* Parts of the exercise
1. Answer these questions using the thread on machine learning for time series:
(a) Which library is named as an example of unifying the ML API and patterns?
(b) Into what form do preprocessing libraries convert the input time series?
(c) Which library does the final post say is being interfaced?
2. In the thread on machine learning for time series, rewrite the passage from "We're actually interfacing" up to and including "help solve another).", switching "forecasting" to "prediction".
3. Carry on the thread about machine learning for time series, starting after its last sentence.

* Extracted text
• • • • •

In fact, there are two general approaches to unifying ML with time series:
o Unifying ML API and patterns so that time series can be analyzed in the same way as normal tabular data. Example: sktime
o Preprocessing libraries applying data transformations to the input time series by converting them to a (tabular) form which can be used by normal ML algorithms. These are typically general or specific libraries for feature engineering, feature learning, feature selection and generic transformations. Examples: https://github.com/blue-yonder/tsfresh or https://github.com/prostodata/prosto
My experience has been that if you are doing feature engineering and using summary vectors for time series classification, rather than algorithms which deal with time series directly, and it's working, the problem is not really complicated enough to need high-compute machine learning methods and you'll be fine with one of the more popular off-the-shelf methods.
We're actually interfacing tsfresh. Unifying ML with time series is perhaps better understood in terms of the different learning tasks (e.g. time series classification/regression/clustering, forecasting, time series annotation) and their relations (applying algorithms for one task to help solve another).

• • • • •

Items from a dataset
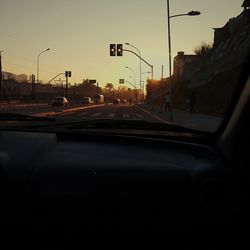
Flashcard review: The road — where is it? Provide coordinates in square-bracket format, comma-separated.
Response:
[0, 103, 222, 132]
[37, 104, 161, 122]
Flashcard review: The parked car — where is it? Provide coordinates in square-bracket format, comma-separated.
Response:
[82, 96, 93, 104]
[113, 98, 121, 104]
[51, 97, 69, 107]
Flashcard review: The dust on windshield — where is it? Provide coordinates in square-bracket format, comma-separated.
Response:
[0, 0, 250, 132]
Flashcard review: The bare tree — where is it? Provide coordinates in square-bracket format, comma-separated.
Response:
[194, 42, 213, 56]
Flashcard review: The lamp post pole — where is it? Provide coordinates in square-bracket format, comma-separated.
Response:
[0, 50, 3, 100]
[126, 67, 140, 101]
[125, 43, 144, 101]
[36, 48, 50, 99]
[167, 0, 201, 119]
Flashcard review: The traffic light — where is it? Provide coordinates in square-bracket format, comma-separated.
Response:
[119, 79, 124, 84]
[117, 44, 123, 56]
[109, 44, 116, 56]
[65, 71, 71, 77]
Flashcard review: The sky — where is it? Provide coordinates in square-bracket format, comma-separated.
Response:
[0, 0, 243, 87]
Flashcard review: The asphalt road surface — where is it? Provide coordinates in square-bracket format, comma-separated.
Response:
[0, 103, 222, 132]
[44, 104, 162, 122]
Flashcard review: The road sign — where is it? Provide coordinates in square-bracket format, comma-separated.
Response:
[119, 79, 125, 84]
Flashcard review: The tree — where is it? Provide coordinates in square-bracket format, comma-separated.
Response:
[194, 42, 213, 56]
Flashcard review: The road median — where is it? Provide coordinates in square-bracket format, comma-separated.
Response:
[33, 104, 107, 116]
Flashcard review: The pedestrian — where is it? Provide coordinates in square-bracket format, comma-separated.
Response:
[189, 91, 196, 113]
[164, 91, 173, 120]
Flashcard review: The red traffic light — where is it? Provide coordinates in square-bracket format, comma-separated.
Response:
[117, 44, 123, 56]
[109, 44, 116, 56]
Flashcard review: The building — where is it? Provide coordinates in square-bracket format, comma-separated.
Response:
[3, 71, 16, 80]
[16, 74, 28, 82]
[173, 51, 201, 80]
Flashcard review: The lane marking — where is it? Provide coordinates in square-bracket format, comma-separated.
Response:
[34, 104, 106, 116]
[91, 113, 102, 117]
[135, 114, 144, 119]
[135, 105, 167, 123]
[123, 114, 130, 119]
[107, 113, 115, 118]
[75, 112, 89, 117]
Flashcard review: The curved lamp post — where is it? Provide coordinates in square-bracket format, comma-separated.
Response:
[36, 48, 50, 95]
[167, 0, 201, 120]
[167, 0, 201, 77]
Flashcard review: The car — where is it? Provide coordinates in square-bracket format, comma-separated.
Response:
[51, 97, 69, 107]
[82, 96, 93, 104]
[113, 98, 121, 104]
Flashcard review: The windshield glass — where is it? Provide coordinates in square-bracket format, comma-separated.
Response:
[0, 0, 250, 133]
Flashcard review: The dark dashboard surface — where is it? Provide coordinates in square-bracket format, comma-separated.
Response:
[0, 131, 231, 231]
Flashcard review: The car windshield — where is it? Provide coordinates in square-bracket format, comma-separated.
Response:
[0, 0, 250, 133]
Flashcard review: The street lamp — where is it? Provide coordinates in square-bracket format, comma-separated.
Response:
[36, 48, 50, 95]
[126, 67, 136, 85]
[167, 0, 201, 77]
[125, 43, 142, 98]
[167, 0, 201, 117]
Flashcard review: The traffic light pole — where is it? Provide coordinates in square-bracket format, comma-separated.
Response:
[123, 49, 154, 80]
[0, 50, 3, 100]
[66, 75, 69, 100]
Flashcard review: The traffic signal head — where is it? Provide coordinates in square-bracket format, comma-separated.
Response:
[109, 44, 116, 56]
[117, 44, 123, 56]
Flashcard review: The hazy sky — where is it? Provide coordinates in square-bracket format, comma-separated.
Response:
[0, 0, 243, 86]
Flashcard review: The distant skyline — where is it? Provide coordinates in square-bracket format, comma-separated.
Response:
[0, 0, 243, 87]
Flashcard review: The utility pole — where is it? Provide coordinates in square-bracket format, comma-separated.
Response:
[0, 50, 3, 100]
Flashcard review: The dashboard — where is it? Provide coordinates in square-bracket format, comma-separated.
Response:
[0, 131, 233, 233]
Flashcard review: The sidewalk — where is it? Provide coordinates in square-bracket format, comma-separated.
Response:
[138, 104, 223, 132]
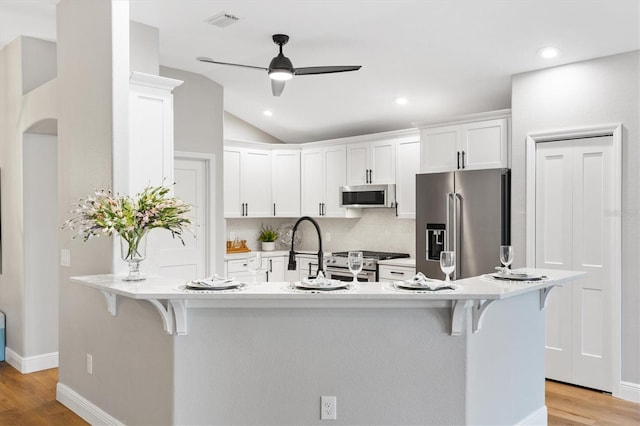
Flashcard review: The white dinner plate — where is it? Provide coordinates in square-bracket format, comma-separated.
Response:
[293, 280, 349, 291]
[491, 272, 543, 281]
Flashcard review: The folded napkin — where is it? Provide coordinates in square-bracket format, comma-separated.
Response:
[302, 271, 339, 287]
[400, 272, 452, 290]
[189, 274, 233, 288]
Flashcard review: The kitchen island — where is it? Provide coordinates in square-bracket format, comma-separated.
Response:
[58, 271, 582, 425]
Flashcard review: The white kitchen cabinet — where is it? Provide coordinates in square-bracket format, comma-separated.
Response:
[225, 254, 286, 282]
[378, 265, 416, 282]
[224, 147, 272, 218]
[396, 135, 420, 219]
[347, 140, 396, 185]
[271, 150, 300, 217]
[419, 110, 510, 173]
[262, 256, 286, 282]
[224, 258, 267, 282]
[301, 145, 357, 217]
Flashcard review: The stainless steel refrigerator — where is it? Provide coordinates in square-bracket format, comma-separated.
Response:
[416, 169, 511, 279]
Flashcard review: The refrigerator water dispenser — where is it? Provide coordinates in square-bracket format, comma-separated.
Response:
[426, 223, 447, 262]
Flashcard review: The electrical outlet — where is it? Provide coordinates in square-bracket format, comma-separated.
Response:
[320, 396, 337, 420]
[60, 249, 71, 267]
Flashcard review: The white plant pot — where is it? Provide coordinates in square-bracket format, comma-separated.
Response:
[262, 241, 276, 251]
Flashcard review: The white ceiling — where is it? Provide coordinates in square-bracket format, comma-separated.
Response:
[0, 0, 640, 142]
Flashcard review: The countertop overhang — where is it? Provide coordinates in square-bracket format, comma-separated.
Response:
[70, 268, 585, 335]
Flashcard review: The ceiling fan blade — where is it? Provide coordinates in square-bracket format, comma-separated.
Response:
[294, 65, 362, 75]
[271, 80, 285, 96]
[197, 56, 267, 71]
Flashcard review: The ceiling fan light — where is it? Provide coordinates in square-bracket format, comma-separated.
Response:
[269, 70, 293, 81]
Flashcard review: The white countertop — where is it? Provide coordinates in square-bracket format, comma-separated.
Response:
[70, 269, 585, 335]
[378, 257, 416, 268]
[71, 269, 584, 301]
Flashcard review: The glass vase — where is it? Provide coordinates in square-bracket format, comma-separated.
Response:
[120, 233, 147, 281]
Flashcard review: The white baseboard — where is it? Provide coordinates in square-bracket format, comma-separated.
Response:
[516, 405, 548, 426]
[614, 382, 640, 403]
[5, 347, 58, 374]
[56, 383, 124, 426]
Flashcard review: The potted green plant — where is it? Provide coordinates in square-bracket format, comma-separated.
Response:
[258, 223, 280, 251]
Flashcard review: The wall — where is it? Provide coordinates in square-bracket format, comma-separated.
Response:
[226, 209, 416, 257]
[129, 21, 160, 75]
[224, 111, 282, 143]
[22, 37, 58, 94]
[511, 51, 640, 384]
[160, 67, 226, 271]
[0, 38, 57, 372]
[23, 133, 60, 356]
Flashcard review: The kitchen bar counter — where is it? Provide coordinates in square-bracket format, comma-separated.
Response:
[65, 271, 583, 425]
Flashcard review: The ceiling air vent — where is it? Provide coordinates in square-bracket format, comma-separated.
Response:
[206, 12, 240, 28]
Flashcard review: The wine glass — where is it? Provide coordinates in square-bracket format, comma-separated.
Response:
[500, 246, 513, 274]
[440, 251, 456, 281]
[347, 251, 364, 283]
[247, 251, 262, 283]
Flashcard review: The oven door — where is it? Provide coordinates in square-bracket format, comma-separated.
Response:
[324, 267, 376, 283]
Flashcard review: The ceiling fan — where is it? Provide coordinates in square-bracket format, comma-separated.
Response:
[197, 34, 361, 96]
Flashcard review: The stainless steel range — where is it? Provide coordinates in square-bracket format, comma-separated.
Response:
[325, 250, 409, 282]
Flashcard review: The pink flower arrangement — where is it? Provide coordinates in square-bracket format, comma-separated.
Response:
[62, 186, 191, 258]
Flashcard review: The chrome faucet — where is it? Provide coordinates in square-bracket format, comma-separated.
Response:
[287, 216, 324, 272]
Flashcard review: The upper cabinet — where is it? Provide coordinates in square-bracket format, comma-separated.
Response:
[396, 132, 420, 219]
[347, 140, 396, 185]
[271, 149, 300, 217]
[224, 146, 272, 218]
[416, 110, 511, 173]
[301, 145, 357, 217]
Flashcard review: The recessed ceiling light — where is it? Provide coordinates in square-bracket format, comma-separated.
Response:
[538, 47, 560, 59]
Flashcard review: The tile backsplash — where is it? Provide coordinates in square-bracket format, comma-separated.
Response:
[226, 209, 416, 257]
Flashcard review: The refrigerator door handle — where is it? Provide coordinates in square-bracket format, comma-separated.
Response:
[453, 192, 464, 279]
[444, 192, 456, 251]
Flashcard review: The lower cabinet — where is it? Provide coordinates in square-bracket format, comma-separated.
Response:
[378, 265, 416, 282]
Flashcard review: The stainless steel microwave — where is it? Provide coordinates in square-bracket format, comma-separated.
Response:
[340, 184, 396, 209]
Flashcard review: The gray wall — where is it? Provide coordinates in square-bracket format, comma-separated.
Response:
[0, 37, 57, 364]
[22, 37, 58, 94]
[511, 51, 640, 384]
[224, 111, 282, 143]
[129, 21, 160, 75]
[22, 133, 60, 356]
[160, 67, 226, 271]
[57, 0, 173, 424]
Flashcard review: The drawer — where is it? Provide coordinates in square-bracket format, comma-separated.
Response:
[227, 259, 249, 274]
[380, 265, 416, 281]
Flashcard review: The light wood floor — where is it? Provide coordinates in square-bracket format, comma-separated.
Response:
[545, 380, 640, 426]
[0, 362, 640, 426]
[0, 362, 88, 426]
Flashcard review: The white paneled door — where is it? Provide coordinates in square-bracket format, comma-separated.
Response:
[535, 136, 618, 391]
[149, 158, 209, 280]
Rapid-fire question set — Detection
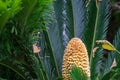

• • • • •

* The responses
1.
(a) sktime
(b) A (tabular) form that normal ML algorithms can use
(c) tsfresh

2.
We're actually interfacing tsfresh. Unifying ML with time series is perhaps better understood in terms of the different learning tasks (e.g. time series classification/regression/clustering, prediction, time series annotation) and their relations (applying algorithms for one task to help solve another).

3.
There is a tutorial-like presentation that explains the motivation behind this library and how to use it from the latest PyData Fest. I have been watching this two thirds of the way through and think the presenter's explanations are worth listening to, if you are dealing with time series. Have a look: https://www.youtube.com/watch?v=Wf2naBHRo8Q
This looks very useful. I have a question for the developers, if any of them are here: is there any plan to add anomaly detection for time series data?
Anomaly detection belongs to unsupervised learning while in time series analysis we normally think about future and future values are viewed as labels. One approach to think in terms of anomaly detection is to train a normal forecasting model. An anomaly is then viewed as large deviation from predicted values. Another approach to train an autoencoder on segments of the time series. Then anomaly is defined by the degree of deviation of the decoded segment from the real segment.
> Is anomaly detection not a timeseries classification, which they do implement
It can be a time series classification if and only if you have labels that say a given sample is an anomaly. But then what if it runs for a while and a new kind of anomaly starts happening that it’s never seen before and isn’t in the training set: will it detect it based on your labels?
Ideally anomaly detection should be a more unsupervised learning scenario where it can automatically determine what’s normal and what’s not.
I knew about work in anomaly detection for state of health and state of charge in batteries, where you can somewhat model the physical effects (in a data driven manner). However, this description of the problem made me think that meta-learning might be suitable for the problem you’re describing. I’ve only seen it applied in computer vision though (and more recently in speech).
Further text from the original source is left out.